WORK TO BE COMPLETED: Copy out again, unchanged, the listing below from the line that has "positive clicks: (381, 42)" through the line that has "box: [11, 0, 332, 398]".
----- SOURCE DATA -----
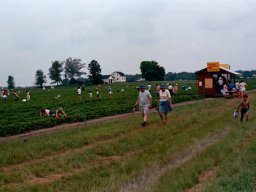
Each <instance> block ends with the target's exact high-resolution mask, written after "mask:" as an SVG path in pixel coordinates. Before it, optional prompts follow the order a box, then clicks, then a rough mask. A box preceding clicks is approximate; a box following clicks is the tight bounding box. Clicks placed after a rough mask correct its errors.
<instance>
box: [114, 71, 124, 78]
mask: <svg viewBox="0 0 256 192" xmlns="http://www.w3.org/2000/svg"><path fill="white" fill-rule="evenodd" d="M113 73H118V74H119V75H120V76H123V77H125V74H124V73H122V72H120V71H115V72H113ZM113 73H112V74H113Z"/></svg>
-----
----- SOURCE DATA -----
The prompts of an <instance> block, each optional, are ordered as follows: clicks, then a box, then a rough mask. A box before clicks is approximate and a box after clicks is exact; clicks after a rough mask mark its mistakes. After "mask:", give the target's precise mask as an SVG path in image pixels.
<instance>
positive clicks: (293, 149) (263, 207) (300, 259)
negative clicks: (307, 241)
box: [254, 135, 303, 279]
-----
----- SOURCE DATA -----
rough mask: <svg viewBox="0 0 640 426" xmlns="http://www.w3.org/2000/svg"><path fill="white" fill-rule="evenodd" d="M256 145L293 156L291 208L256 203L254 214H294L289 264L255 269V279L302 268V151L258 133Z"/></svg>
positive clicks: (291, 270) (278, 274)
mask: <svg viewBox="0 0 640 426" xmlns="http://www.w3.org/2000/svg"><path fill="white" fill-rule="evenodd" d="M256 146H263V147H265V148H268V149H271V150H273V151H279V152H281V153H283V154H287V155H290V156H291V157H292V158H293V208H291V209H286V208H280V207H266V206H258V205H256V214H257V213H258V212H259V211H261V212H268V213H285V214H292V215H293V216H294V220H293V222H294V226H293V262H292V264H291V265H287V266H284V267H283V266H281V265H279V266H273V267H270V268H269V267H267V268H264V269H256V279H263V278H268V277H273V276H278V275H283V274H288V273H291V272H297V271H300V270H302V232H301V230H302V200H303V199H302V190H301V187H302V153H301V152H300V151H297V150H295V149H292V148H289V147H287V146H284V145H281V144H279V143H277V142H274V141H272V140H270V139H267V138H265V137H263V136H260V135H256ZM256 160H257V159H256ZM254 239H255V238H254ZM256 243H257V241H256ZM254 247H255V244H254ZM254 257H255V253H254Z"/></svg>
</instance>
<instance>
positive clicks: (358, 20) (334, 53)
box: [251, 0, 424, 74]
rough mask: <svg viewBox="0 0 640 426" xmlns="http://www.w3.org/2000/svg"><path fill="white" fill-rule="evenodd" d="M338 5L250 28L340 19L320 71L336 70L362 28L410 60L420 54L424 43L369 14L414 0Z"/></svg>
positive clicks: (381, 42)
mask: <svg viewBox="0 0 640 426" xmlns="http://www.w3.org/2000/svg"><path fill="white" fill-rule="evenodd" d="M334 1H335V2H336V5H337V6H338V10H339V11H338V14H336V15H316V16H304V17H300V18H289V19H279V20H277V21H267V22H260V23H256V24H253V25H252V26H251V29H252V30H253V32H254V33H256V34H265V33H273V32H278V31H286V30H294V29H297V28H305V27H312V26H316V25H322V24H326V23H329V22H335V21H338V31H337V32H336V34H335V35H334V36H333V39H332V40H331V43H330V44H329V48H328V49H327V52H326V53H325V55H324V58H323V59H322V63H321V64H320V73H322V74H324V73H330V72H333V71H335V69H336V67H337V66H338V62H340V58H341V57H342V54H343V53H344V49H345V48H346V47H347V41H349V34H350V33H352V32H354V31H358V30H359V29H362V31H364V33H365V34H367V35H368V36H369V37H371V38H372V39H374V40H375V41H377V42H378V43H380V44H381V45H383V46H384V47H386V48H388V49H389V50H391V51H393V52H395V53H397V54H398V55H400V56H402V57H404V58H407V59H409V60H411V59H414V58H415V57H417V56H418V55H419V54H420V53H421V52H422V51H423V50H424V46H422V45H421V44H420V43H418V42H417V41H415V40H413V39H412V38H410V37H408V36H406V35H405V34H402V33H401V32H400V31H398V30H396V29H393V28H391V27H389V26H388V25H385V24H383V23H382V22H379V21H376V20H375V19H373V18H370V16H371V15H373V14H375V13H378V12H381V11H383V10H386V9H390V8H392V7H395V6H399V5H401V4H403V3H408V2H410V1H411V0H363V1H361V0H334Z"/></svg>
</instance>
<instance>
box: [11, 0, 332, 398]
-----
OUTPUT:
positive clicks: (381, 42)
mask: <svg viewBox="0 0 640 426" xmlns="http://www.w3.org/2000/svg"><path fill="white" fill-rule="evenodd" d="M334 1H335V2H336V5H337V6H338V10H339V11H338V14H336V15H316V16H304V17H300V18H289V19H279V20H277V21H267V22H260V23H256V24H253V25H252V26H251V29H252V30H253V32H254V33H256V34H265V33H273V32H278V31H286V30H294V29H297V28H305V27H312V26H316V25H322V24H326V23H329V22H335V21H338V31H337V32H336V34H335V35H334V36H333V39H332V40H331V43H330V44H329V48H328V49H327V52H326V53H325V55H324V58H323V59H322V63H321V64H320V73H322V74H324V73H330V72H333V71H335V69H336V67H337V66H338V62H340V58H341V57H342V54H343V53H344V49H345V48H346V47H347V41H349V34H350V33H352V32H354V31H358V30H359V29H362V31H364V33H365V34H367V35H368V36H369V37H371V38H372V39H374V40H375V41H377V42H378V43H380V44H381V45H383V46H384V47H386V48H388V49H389V50H391V51H393V52H395V53H397V54H398V55H400V56H402V57H404V58H407V59H409V60H411V59H414V58H415V57H417V56H418V55H419V54H420V53H421V52H422V51H423V50H424V46H422V45H421V44H420V43H418V42H417V41H415V40H413V39H412V38H410V37H408V36H406V35H405V34H402V33H401V32H400V31H398V30H396V29H393V28H391V27H389V26H388V25H385V24H383V23H382V22H379V21H376V20H375V19H373V18H370V16H371V15H373V14H375V13H378V12H381V11H383V10H386V9H390V8H392V7H395V6H399V5H401V4H403V3H408V2H410V1H411V0H363V1H361V0H334Z"/></svg>
</instance>
<instance>
box: [11, 0, 332, 398]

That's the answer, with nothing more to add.